▶ **Jobs**
(1) In the wind energy summary, about how large in diameter were commercial turbines in the 1980s?
(2) In the entries, retype the lines from the line with "Place a point on each instance of the blue sky, one" to the line with "x=522, y=201", including both of those lines.

▶ **Document passage**
%%

Monday, 13 October 2014

In a nutshell: Peaks and troughs (Garrad)

Another of my favourite talks at the Royal Society’s ‘Peaks and Troughs’ workshop is ‘Lessons from the wind energy industry’. Andrew Garrad (as in Garrad-Hassan), describes what worked for onshore wind, as well as what didn’t, and suggested what marine renewables could learn from this experience. His seminar is essential reading (or listening: the sound recording is available) for anyone who is interested in what is driving the current investment climate, and what can be done to weather it.

Here is a summary of the points that stood out for me:

Incentives determine the nature of the market.

Andrew described how completely different markets arose from minor differences in incentives [listen from 12:30 in audio recording]. The following worked for the wind industry:

1. Protectionism rather than capitalism:
  • Countries where planning permission strongly favoured domestic manufacturers (Spain, Denmark, Germany) now have a thriving wind turbine manufacturing industry [9:10]. 
  • UK lost promising domestic manufacturers by having an open market. Developers not supported locally [11:30] pulled out of wind due to unfortunate circumstances, including the dollar exchange rate (their market was in California) [37:00]. 
2. Consistent, stable, production tariffs:
  • China: capital grants were given for installed capacity. This does not incentivise operation; therefore much of the installed wind capacity is not working (insufficient grid capacity, or unrepaired) [10:00]. 
  • USA: The intermittent production tax credits lead to sporadic installation, and a boom and bust industry. This encouraged imports, rather than a domestic industry [8:15]. 
  • Spain: A stable long term production tariff built an industry from scratch in a decade [9:10]. 
3. Growing from small beginnings:
  • UK: planning permission was given initially for the windiest sites. These were also the most environmentally sensitive, and this has subsequently lead to difficulties in planning permission [12:00]. 
  • USA: Only big industry could benefit from the tax credits; this lead to a small number of big players [12:30]. 
  • Germany: incentives resulted in doctors and farmers buying wind turbines [12:55]. 

Going too big, too early, did not work

  • In the 1980s commercial turbines were ~15m in diameter [15:20] and were being welded together in backyards [16:50].

%%

▶ **Records provided**
%%

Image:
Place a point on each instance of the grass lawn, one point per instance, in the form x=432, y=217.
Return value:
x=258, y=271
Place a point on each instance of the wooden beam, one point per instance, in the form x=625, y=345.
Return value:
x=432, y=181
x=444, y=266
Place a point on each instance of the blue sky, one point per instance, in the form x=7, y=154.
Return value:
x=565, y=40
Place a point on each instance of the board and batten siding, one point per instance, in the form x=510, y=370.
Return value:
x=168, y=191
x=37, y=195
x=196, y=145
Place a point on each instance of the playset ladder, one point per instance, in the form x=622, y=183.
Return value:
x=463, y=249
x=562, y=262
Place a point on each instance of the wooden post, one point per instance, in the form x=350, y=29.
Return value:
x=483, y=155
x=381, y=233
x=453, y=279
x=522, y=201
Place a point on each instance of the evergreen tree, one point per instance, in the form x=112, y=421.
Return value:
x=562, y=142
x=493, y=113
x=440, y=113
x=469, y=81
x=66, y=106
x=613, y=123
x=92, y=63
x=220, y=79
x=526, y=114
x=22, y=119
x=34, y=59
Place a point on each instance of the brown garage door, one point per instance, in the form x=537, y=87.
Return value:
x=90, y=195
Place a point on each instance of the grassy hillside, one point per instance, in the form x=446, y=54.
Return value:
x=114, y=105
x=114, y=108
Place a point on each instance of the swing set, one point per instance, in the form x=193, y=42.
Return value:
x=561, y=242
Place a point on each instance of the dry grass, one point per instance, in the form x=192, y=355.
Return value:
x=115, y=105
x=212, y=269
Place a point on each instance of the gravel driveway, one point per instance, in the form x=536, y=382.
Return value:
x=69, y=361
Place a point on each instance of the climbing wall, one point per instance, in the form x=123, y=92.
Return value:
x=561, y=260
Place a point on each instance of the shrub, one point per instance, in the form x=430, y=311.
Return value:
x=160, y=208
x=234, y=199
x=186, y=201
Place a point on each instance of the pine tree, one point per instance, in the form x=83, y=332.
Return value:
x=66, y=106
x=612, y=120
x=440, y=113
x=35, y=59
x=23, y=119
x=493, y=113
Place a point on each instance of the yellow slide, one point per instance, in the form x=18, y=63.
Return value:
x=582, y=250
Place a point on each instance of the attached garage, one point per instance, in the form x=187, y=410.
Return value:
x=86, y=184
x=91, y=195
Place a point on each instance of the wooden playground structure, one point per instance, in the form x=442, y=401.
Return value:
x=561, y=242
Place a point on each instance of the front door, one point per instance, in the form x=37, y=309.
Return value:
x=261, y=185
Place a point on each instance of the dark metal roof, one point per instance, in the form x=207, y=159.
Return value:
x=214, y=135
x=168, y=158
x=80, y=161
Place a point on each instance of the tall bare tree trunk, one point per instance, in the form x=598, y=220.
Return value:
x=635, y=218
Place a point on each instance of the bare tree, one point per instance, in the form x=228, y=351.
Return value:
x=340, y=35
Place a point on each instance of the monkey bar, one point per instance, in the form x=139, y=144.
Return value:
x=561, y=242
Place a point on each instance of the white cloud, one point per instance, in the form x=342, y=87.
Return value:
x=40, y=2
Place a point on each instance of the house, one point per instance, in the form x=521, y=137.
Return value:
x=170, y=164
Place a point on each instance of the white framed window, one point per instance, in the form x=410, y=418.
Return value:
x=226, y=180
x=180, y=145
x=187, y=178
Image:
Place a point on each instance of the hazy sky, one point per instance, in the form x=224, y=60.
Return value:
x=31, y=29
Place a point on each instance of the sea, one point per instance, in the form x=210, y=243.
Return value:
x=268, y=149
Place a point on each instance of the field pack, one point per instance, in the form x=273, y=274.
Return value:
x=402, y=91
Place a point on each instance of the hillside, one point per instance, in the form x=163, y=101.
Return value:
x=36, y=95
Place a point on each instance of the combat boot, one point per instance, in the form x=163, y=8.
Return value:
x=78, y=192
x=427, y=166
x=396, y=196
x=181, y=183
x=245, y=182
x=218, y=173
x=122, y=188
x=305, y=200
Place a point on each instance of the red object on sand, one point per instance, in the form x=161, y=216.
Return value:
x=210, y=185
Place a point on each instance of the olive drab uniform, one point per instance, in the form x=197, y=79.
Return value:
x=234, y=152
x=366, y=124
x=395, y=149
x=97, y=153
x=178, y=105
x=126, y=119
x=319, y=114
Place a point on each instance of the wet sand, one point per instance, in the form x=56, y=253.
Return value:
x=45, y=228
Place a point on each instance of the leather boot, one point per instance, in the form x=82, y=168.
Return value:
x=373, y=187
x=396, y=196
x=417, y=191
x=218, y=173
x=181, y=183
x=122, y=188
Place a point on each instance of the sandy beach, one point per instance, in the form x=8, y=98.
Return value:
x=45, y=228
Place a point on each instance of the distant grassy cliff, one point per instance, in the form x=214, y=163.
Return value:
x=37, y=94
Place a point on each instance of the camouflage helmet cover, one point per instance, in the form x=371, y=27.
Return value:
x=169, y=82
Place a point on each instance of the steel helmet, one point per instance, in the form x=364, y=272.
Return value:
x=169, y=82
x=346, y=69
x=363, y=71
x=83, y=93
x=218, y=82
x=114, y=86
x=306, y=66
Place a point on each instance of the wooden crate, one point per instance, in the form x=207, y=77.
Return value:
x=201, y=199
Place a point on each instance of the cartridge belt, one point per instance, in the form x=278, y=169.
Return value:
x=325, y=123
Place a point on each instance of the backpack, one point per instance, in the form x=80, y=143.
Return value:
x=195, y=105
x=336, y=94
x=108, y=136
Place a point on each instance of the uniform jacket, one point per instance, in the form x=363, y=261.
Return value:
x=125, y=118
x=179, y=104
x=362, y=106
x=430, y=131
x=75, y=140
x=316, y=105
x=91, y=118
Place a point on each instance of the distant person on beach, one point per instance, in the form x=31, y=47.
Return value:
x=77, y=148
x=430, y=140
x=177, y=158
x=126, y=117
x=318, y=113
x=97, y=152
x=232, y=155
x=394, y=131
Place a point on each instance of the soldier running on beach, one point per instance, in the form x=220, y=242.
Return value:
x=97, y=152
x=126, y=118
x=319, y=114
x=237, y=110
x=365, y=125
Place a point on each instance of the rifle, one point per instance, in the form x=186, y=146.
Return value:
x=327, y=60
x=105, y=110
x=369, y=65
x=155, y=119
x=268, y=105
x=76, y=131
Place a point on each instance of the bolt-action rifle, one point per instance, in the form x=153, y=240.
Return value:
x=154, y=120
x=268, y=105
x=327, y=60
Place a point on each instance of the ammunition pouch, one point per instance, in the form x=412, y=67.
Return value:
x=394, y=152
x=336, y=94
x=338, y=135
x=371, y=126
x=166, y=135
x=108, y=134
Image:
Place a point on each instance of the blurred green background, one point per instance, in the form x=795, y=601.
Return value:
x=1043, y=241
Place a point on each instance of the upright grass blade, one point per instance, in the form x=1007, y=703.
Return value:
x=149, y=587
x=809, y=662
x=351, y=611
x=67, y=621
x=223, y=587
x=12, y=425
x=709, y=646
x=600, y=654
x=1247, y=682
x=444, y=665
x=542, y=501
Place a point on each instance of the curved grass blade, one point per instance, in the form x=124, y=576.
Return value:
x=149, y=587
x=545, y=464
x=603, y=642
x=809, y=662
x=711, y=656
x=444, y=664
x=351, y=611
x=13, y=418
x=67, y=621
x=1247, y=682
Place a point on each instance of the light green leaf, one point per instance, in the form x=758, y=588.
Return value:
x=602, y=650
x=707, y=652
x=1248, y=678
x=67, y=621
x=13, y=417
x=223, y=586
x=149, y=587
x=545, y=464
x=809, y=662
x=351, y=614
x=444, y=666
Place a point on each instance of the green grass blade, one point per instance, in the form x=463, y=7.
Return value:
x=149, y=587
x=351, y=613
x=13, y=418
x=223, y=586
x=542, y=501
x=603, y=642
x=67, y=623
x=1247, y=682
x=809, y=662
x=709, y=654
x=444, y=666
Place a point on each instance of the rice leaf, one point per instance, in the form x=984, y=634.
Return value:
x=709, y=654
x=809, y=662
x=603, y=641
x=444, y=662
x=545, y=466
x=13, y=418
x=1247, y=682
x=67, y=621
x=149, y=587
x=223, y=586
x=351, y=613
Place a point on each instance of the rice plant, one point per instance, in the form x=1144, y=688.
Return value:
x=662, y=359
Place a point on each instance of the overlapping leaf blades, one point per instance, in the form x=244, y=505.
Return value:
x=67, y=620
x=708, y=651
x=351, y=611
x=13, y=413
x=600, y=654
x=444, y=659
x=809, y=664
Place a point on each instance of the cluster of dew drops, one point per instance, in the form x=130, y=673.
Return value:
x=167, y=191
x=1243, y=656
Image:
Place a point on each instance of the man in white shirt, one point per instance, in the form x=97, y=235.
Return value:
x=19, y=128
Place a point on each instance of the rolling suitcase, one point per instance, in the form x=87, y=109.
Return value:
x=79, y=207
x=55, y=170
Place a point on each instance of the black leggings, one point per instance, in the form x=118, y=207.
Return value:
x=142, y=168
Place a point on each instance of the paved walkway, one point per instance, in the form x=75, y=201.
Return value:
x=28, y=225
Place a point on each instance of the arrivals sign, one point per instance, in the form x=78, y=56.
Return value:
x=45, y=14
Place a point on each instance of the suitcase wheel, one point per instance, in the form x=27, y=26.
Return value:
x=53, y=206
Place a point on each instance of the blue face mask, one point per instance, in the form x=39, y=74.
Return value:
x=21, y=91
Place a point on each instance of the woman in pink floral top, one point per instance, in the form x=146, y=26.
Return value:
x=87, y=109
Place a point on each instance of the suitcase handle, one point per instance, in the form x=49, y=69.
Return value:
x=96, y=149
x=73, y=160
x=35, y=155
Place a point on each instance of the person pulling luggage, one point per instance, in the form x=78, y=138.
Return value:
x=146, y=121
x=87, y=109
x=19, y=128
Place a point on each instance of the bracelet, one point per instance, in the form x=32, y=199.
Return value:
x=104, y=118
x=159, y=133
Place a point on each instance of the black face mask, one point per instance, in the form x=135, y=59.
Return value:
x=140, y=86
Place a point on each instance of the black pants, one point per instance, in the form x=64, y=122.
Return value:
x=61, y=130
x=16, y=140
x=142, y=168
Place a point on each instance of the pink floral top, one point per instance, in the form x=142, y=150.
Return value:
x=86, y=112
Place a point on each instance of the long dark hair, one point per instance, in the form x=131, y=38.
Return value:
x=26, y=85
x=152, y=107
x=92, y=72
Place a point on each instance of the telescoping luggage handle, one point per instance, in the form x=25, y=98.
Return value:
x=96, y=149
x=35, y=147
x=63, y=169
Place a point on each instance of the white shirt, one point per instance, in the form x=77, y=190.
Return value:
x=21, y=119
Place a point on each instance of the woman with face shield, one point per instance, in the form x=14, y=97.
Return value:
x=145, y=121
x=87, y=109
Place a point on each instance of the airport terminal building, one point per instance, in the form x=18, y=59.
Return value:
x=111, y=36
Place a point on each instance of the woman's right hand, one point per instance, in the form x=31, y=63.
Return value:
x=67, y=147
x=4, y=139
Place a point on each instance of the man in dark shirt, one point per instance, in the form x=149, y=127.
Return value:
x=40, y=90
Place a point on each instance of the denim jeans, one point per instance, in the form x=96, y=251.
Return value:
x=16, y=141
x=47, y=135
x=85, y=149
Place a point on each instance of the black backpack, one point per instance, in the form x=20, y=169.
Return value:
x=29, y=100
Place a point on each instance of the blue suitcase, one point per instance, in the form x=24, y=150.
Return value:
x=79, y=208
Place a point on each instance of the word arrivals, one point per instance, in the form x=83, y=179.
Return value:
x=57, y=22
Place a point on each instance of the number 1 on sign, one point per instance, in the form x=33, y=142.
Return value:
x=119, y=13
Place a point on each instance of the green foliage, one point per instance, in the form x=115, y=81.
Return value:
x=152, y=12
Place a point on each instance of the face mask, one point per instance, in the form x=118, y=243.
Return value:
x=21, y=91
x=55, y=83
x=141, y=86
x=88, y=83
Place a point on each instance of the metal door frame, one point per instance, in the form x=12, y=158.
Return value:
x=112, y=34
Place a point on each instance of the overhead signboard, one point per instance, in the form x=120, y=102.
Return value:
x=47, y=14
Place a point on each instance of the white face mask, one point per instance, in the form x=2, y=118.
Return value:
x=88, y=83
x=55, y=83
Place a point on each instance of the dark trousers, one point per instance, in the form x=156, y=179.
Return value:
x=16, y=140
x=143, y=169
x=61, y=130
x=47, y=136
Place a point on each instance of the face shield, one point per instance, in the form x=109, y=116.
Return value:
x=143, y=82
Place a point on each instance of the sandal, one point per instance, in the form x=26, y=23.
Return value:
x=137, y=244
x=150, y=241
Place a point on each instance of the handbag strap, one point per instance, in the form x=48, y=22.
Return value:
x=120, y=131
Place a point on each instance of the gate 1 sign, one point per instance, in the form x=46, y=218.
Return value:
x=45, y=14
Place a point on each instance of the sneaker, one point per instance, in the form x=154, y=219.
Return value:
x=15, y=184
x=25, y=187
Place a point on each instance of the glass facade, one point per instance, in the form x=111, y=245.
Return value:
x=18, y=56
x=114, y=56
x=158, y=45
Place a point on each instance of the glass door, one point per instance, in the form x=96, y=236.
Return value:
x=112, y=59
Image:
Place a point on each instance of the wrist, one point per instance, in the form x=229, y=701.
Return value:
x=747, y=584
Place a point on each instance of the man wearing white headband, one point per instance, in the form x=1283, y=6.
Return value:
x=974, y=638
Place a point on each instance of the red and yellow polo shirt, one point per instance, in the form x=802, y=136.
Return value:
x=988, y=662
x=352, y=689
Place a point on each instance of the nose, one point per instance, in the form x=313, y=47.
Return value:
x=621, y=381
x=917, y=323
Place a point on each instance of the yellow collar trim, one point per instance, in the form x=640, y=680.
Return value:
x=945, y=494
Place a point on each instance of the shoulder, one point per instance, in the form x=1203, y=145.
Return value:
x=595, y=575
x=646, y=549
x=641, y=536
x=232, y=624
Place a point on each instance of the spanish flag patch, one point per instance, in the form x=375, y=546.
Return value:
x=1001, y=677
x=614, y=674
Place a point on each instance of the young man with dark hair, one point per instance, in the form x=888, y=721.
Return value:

%%

▶ **Solutions below**
(1) About 15 meters.

(2)
Place a point on each instance of the blue sky, one point per instance, in the form x=7, y=154.
Return value:
x=565, y=40
Place a point on each instance of the board and batten siding, one point per instance, in the form x=510, y=370.
Return value:
x=168, y=191
x=37, y=195
x=196, y=145
Place a point on each instance of the playset ladder, one point per instance, in the form x=622, y=183.
Return value:
x=463, y=249
x=562, y=262
Place a point on each instance of the wooden post, one point per instance, in the form x=350, y=29.
Return value:
x=483, y=155
x=381, y=233
x=453, y=279
x=522, y=201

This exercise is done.